* SUPPLIED PASSAGE *
Tesla Patent Hints at Starlink Internet in Future Vehicles

Image: Tesla

A newly published U.S. patent application from Tesla is adding fuel to growing speculation that Starlink connectivity may soon be built directly into future Tesla vehicles. First spotted by Tesla watcher @Chansoo, the filing — US 2025/0368267 A1, published on December 4, 2025 — details a new RF-transparent roof design explicitly meant to “facilitat[e] clear communication with external devices and satellites.”

According to the patent, titled Vehicle Roof Assembly With Integrated RF Transparency for Electronic Module Consolidation, Tesla proposes replacing the traditional glass or metal roof with a polymer-based panel made from materials such as polycarbonate (PC), ABS, or ASA. These materials don’t block radio frequency signals the way metal does, allowing antennas and communication electronics to be embedded directly into the roof structure without performance loss.

The patent describes a roof subassembly that ships pre-populated with antennas, processors, Wi-Fi/Bluetooth modules, LTE and GNSS antennas, a satellite communication component, and even interior components like a microphone, map light, and hazard switch — all in one module. Tesla says the design could reduce assembly effort by 3-5x, improve factory ergonomics, and even streamline production automation by allowing the roof to be assembled entirely on a horizontal surface.

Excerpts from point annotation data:
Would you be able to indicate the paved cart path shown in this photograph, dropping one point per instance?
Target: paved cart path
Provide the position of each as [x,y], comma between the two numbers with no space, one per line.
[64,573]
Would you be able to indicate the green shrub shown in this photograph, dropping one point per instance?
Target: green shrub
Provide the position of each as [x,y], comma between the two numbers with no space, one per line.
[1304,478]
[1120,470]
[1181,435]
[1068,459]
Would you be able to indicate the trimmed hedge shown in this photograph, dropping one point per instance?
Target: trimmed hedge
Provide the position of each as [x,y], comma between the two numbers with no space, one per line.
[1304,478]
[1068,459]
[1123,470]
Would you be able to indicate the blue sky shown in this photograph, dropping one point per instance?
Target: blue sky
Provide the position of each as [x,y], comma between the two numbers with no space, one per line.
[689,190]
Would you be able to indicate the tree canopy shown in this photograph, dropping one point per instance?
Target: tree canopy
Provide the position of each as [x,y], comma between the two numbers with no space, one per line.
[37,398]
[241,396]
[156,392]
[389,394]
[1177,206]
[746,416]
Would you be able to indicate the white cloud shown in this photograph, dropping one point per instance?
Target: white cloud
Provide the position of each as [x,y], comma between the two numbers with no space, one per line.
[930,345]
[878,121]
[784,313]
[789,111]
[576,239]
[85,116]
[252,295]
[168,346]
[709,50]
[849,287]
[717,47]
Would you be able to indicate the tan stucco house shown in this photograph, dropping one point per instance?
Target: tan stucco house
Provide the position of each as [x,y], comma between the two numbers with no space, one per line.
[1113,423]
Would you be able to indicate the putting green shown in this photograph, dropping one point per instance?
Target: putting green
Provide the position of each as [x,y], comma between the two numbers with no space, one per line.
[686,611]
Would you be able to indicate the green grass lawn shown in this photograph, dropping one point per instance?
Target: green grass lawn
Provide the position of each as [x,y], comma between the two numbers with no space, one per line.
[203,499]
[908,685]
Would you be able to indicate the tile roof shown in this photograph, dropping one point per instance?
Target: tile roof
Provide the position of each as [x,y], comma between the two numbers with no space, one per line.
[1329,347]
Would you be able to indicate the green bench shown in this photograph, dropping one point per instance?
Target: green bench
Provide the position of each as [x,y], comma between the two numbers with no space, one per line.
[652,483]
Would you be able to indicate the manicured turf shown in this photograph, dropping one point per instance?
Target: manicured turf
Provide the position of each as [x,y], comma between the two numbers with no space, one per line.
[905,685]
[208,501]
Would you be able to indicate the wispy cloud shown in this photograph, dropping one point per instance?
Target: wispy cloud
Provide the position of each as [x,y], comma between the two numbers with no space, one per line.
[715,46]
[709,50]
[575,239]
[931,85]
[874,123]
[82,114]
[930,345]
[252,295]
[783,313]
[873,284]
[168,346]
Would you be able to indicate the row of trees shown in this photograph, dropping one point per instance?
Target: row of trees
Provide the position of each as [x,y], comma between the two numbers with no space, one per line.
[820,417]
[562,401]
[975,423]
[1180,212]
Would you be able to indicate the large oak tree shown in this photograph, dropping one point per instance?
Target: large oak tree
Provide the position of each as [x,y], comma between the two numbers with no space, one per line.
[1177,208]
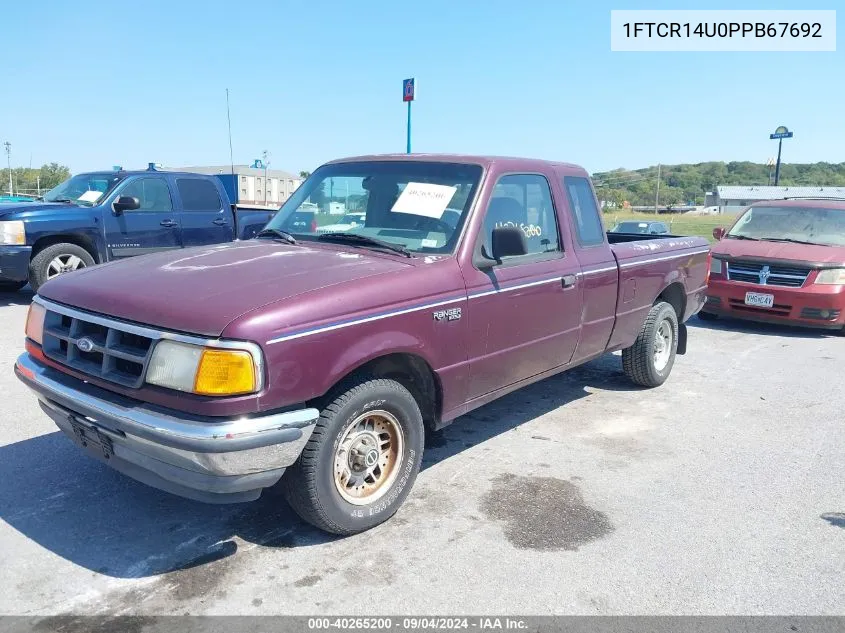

* STATED TASK *
Rewrite the part of the Tesla patent article that opens with the words "Image: Tesla" and closes with "without performance loss.", changing "polymer-based" to "composite".

* RESULT OF THE EXERCISE *
Image: Tesla

A newly published U.S. patent application from Tesla is adding fuel to growing speculation that Starlink connectivity may soon be built directly into future Tesla vehicles. First spotted by Tesla watcher @Chansoo, the filing — US 2025/0368267 A1, published on December 4, 2025 — details a new RF-transparent roof design explicitly meant to “facilitat[e] clear communication with external devices and satellites.”

According to the patent, titled Vehicle Roof Assembly With Integrated RF Transparency for Electronic Module Consolidation, Tesla proposes replacing the traditional glass or metal roof with a composite panel made from materials such as polycarbonate (PC), ABS, or ASA. These materials don’t block radio frequency signals the way metal does, allowing antennas and communication electronics to be embedded directly into the roof structure without performance loss.